Maastricht University - Center for European Studies

The course Computational and Cognitive Neuroscience presents an overview of the core topics in cognitive and biological psychology. These topics include (human) perception, learning, memory, planning, problem solving, reasoning, language, speech, and action. Both the functional and neuroanatomical foundations of cognitive faculties are addressed. Several models of cognition and theories of brain function that are of relevance to knowledge engineering are outlined. Several skills trainings are given to train understanding in biological functioning of neuronal communication and functioning of neural networks and genetic algorithms.

──────

APPLY WHAT YOU READ:
1 – Can you retype the course description between "Maastricht University - Center" and "networks and genetic algorithms.", inclusive?
2 – According to the course description, what are the skills trainings for?

(Recorded data)
──────

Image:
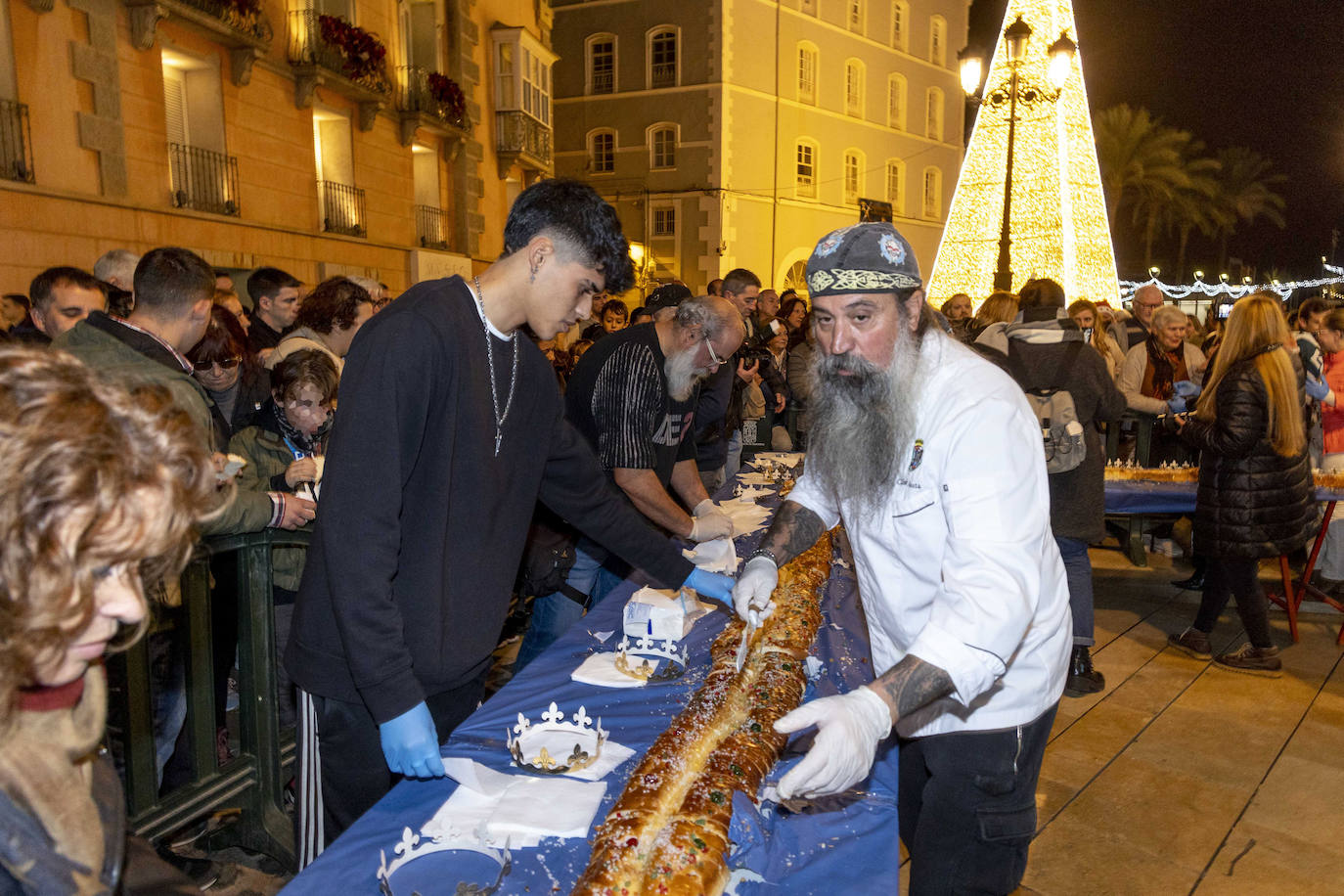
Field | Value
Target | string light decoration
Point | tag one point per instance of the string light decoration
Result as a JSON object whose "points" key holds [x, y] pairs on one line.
{"points": [[1058, 223]]}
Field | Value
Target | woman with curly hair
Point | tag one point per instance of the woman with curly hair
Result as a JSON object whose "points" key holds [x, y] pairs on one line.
{"points": [[1254, 481], [103, 488]]}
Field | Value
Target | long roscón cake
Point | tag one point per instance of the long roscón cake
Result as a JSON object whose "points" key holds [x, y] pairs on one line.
{"points": [[668, 831]]}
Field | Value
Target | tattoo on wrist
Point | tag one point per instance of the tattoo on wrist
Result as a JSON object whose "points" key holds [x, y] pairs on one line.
{"points": [[794, 529], [912, 684]]}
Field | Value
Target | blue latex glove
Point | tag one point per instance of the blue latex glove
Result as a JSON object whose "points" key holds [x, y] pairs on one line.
{"points": [[1185, 388], [410, 743], [711, 585]]}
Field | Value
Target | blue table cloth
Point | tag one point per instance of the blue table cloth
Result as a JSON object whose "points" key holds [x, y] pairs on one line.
{"points": [[852, 837]]}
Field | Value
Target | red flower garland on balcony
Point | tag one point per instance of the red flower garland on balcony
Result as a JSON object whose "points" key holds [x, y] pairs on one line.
{"points": [[360, 51], [448, 94]]}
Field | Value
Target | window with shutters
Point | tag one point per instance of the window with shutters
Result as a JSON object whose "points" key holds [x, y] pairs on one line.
{"points": [[938, 40], [808, 72], [897, 103], [933, 193], [603, 152], [854, 89], [805, 176], [852, 176], [897, 186], [933, 121], [601, 64], [901, 25]]}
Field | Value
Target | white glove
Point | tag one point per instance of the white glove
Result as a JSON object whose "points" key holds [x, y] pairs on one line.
{"points": [[850, 727], [710, 522], [755, 585]]}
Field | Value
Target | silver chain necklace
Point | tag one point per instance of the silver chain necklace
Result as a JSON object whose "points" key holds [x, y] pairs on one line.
{"points": [[489, 357]]}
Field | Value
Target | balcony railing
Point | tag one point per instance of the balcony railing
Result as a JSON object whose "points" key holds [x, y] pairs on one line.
{"points": [[308, 47], [519, 136], [430, 227], [203, 180], [15, 141], [664, 74], [341, 208]]}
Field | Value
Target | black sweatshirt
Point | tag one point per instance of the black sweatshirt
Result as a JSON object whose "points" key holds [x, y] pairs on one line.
{"points": [[421, 528]]}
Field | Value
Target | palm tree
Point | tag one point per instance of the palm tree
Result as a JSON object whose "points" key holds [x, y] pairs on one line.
{"points": [[1246, 194]]}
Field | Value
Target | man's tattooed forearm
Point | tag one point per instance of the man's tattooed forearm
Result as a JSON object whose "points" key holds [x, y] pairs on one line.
{"points": [[794, 529], [912, 684]]}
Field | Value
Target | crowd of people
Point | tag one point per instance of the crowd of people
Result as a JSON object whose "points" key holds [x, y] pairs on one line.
{"points": [[519, 432]]}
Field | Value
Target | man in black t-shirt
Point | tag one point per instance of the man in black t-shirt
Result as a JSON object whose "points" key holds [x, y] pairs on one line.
{"points": [[632, 396]]}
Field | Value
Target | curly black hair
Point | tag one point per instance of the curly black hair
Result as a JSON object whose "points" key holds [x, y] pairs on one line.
{"points": [[582, 222]]}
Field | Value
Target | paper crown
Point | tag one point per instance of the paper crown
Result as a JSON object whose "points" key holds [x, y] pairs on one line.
{"points": [[554, 745], [646, 649]]}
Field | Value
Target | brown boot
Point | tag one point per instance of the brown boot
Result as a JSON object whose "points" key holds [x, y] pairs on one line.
{"points": [[1192, 643], [1257, 661]]}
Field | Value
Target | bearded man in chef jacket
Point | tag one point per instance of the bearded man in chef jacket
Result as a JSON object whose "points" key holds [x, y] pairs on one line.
{"points": [[933, 460]]}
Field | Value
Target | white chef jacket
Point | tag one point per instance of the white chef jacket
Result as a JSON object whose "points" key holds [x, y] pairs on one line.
{"points": [[960, 567]]}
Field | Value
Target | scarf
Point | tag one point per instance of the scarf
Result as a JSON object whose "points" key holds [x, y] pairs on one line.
{"points": [[295, 438], [1164, 368]]}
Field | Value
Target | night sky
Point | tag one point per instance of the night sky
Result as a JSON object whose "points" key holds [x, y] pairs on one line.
{"points": [[1265, 74]]}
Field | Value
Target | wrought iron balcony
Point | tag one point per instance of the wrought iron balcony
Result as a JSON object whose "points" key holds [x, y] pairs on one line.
{"points": [[238, 24], [203, 180], [15, 141], [428, 100], [341, 208], [523, 139], [663, 74], [431, 227], [327, 50]]}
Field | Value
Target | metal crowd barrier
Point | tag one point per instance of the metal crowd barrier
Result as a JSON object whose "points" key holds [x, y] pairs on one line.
{"points": [[251, 782]]}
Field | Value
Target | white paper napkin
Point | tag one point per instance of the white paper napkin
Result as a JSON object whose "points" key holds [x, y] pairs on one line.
{"points": [[600, 669], [520, 809], [717, 555]]}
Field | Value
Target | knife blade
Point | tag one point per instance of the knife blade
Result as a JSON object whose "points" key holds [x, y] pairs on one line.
{"points": [[746, 641]]}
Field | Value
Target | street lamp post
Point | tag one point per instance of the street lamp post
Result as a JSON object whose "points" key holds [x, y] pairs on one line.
{"points": [[1010, 92]]}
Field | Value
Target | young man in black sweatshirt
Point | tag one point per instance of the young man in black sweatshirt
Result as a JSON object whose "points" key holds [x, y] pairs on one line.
{"points": [[450, 428]]}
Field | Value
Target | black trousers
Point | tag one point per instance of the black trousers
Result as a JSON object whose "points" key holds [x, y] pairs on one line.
{"points": [[967, 806], [354, 770], [1239, 576]]}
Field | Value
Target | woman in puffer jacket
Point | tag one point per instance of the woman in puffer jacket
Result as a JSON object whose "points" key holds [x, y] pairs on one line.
{"points": [[1254, 478]]}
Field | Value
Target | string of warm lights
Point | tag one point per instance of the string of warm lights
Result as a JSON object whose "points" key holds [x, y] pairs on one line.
{"points": [[1224, 288]]}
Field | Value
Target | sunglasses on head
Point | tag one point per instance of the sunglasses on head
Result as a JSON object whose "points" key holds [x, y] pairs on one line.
{"points": [[225, 364]]}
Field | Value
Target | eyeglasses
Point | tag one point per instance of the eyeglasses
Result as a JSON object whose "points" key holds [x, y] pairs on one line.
{"points": [[225, 364], [712, 356]]}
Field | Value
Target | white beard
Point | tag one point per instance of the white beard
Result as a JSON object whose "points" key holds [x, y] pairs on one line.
{"points": [[862, 425]]}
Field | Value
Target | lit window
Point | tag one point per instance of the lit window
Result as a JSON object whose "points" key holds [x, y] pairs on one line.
{"points": [[938, 40], [664, 220], [895, 186], [854, 89], [852, 177], [603, 152], [807, 169], [603, 65], [901, 24], [933, 193], [897, 103], [663, 58], [854, 15], [933, 122], [807, 74], [663, 148]]}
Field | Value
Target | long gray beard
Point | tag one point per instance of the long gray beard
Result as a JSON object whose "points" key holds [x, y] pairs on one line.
{"points": [[863, 424], [682, 374]]}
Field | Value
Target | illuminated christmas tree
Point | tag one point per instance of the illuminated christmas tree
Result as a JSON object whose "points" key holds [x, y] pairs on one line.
{"points": [[1058, 225]]}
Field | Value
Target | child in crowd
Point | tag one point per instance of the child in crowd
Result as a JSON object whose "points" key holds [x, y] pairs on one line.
{"points": [[104, 488], [284, 452]]}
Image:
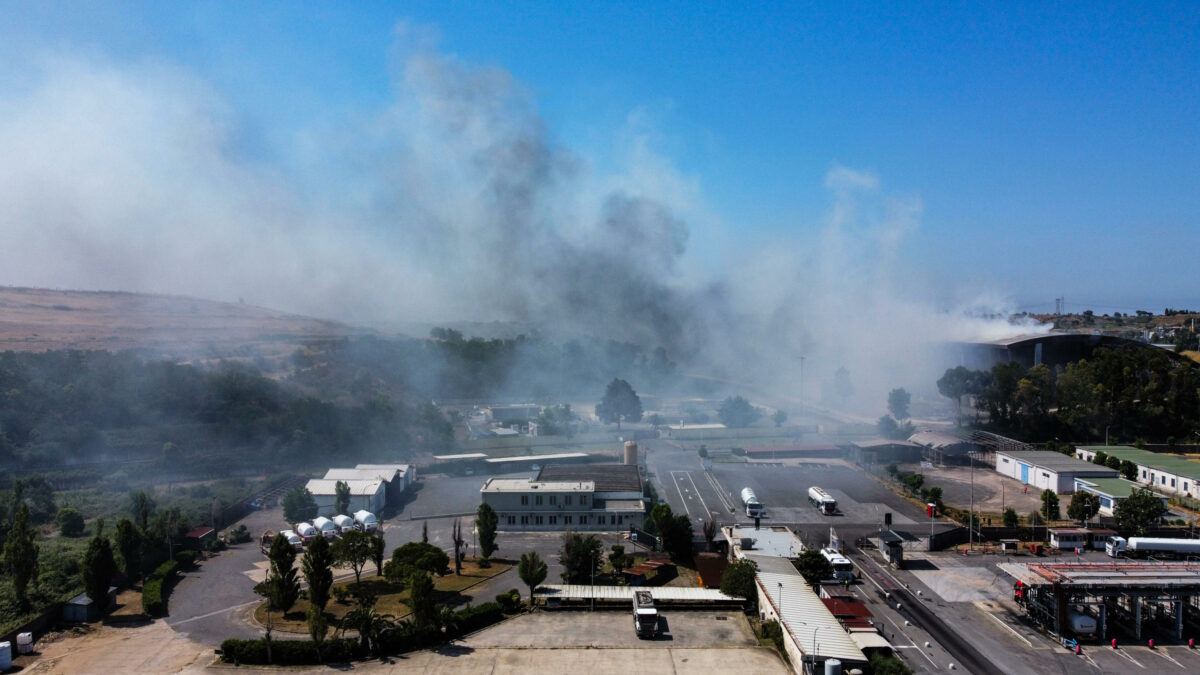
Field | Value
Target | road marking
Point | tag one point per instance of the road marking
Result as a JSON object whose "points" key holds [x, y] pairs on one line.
{"points": [[1011, 629], [697, 494], [214, 613]]}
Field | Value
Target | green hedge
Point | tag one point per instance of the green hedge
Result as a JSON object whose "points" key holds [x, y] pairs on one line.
{"points": [[291, 652], [154, 598]]}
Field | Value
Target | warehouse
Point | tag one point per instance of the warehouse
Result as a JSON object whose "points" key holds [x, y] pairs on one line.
{"points": [[1049, 471], [1174, 475], [597, 497]]}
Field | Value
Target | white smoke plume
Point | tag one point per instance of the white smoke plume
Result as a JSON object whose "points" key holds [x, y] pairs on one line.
{"points": [[454, 203]]}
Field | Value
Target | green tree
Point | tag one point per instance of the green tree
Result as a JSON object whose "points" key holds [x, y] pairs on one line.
{"points": [[580, 557], [779, 417], [898, 402], [142, 507], [70, 521], [420, 597], [1011, 518], [1050, 506], [299, 505], [738, 580], [282, 578], [21, 555], [1140, 511], [1083, 507], [130, 542], [737, 412], [99, 568], [532, 572], [486, 521], [619, 404], [341, 497], [353, 549], [317, 566], [813, 566]]}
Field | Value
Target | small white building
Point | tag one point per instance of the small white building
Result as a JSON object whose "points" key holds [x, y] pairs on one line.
{"points": [[1047, 470], [365, 494]]}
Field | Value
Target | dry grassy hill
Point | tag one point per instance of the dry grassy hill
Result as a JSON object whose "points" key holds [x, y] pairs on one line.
{"points": [[36, 320]]}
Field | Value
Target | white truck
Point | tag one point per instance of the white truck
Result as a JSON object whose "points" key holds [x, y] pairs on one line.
{"points": [[843, 569], [1137, 547], [646, 615], [822, 500], [754, 507]]}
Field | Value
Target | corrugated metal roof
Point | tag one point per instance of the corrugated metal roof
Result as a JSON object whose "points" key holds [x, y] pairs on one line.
{"points": [[583, 591]]}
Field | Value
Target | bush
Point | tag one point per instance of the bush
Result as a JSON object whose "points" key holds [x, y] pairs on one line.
{"points": [[289, 652], [154, 599], [509, 601]]}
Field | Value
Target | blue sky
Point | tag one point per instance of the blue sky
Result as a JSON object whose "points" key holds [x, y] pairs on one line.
{"points": [[1051, 149]]}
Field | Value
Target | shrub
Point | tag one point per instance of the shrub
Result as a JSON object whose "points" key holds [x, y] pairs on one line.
{"points": [[291, 652], [509, 601], [154, 598]]}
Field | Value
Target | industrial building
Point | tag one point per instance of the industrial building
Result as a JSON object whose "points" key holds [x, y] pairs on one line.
{"points": [[365, 495], [1173, 475], [1111, 491], [595, 496], [1049, 471], [1156, 597]]}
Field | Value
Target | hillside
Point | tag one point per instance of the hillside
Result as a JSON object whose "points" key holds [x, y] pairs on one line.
{"points": [[37, 320]]}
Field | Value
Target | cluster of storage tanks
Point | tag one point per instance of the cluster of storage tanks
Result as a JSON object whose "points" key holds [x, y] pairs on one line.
{"points": [[329, 529]]}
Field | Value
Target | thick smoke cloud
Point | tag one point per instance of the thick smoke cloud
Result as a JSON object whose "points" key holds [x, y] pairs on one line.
{"points": [[454, 203]]}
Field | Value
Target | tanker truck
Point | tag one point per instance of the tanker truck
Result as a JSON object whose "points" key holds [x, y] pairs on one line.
{"points": [[754, 507]]}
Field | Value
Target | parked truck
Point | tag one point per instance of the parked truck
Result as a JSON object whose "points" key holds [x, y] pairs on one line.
{"points": [[1137, 547], [754, 507], [822, 500], [646, 615]]}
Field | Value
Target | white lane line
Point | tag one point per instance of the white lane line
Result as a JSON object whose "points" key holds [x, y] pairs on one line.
{"points": [[1011, 629], [682, 500], [707, 513]]}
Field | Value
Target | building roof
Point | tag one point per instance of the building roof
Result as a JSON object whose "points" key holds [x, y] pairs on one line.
{"points": [[607, 477], [937, 440], [1177, 465], [325, 487], [1115, 488], [537, 458], [814, 628], [885, 443], [775, 542], [527, 485], [1059, 463], [360, 475]]}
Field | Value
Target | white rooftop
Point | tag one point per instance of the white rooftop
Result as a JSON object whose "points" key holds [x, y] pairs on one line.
{"points": [[815, 629], [358, 488], [779, 542], [528, 485]]}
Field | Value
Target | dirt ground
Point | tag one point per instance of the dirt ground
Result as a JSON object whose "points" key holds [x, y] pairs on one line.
{"points": [[993, 491]]}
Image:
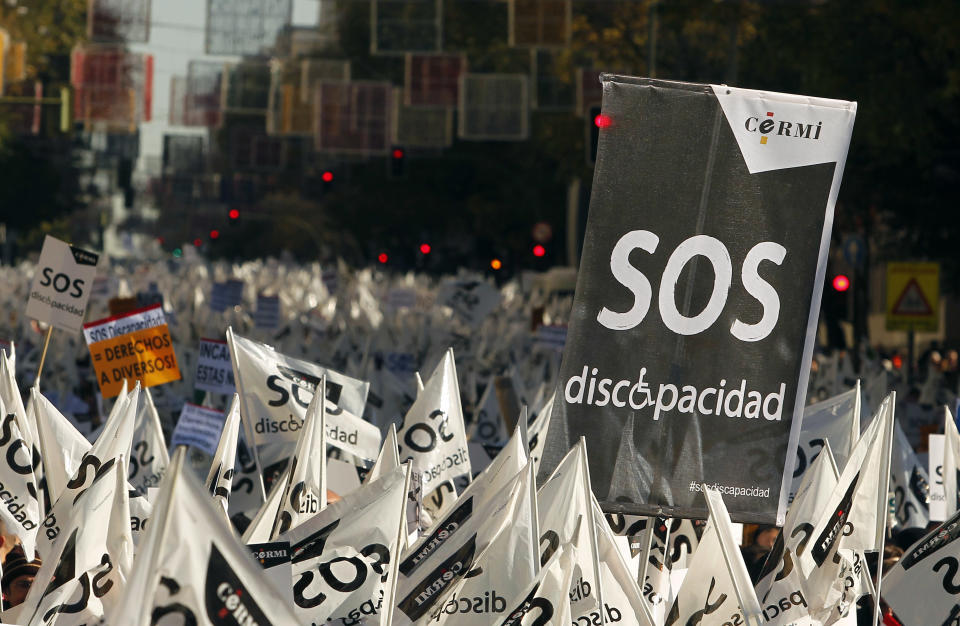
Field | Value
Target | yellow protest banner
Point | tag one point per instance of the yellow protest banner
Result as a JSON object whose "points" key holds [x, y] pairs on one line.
{"points": [[135, 346], [913, 296]]}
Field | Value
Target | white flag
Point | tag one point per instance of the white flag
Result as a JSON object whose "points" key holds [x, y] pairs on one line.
{"points": [[83, 575], [951, 464], [345, 557], [388, 459], [191, 569], [114, 441], [220, 477], [275, 391], [922, 587], [305, 493], [61, 444], [509, 562], [856, 509], [909, 483], [565, 516], [148, 452], [488, 427], [433, 435], [546, 600], [430, 569], [20, 509], [836, 420]]}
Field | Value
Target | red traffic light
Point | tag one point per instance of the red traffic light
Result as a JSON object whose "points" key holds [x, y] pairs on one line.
{"points": [[841, 282]]}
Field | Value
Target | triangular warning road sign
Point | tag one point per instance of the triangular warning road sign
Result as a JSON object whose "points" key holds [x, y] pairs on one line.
{"points": [[912, 301]]}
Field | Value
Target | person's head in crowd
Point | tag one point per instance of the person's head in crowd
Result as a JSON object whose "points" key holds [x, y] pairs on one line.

──────

TASK RESPONSES:
1 –
Maastricht University - Center for European Studies

The course Computational and Cognitive Neuroscience presents an overview of the core topics in cognitive and biological psychology. These topics include (human) perception, learning, memory, planning, problem solving, reasoning, language, speech, and action. Both the functional and neuroanatomical foundations of cognitive faculties are addressed. Several models of cognition and theories of brain function that are of relevance to knowledge engineering are outlined. Several skills trainings are given to train understanding in biological functioning of neuronal communication and functioning of neural networks and genetic algorithms.

2 – The skills trainings train understanding of how neuronal communication functions biologically. They also train understanding of how neural networks and genetic algorithms function.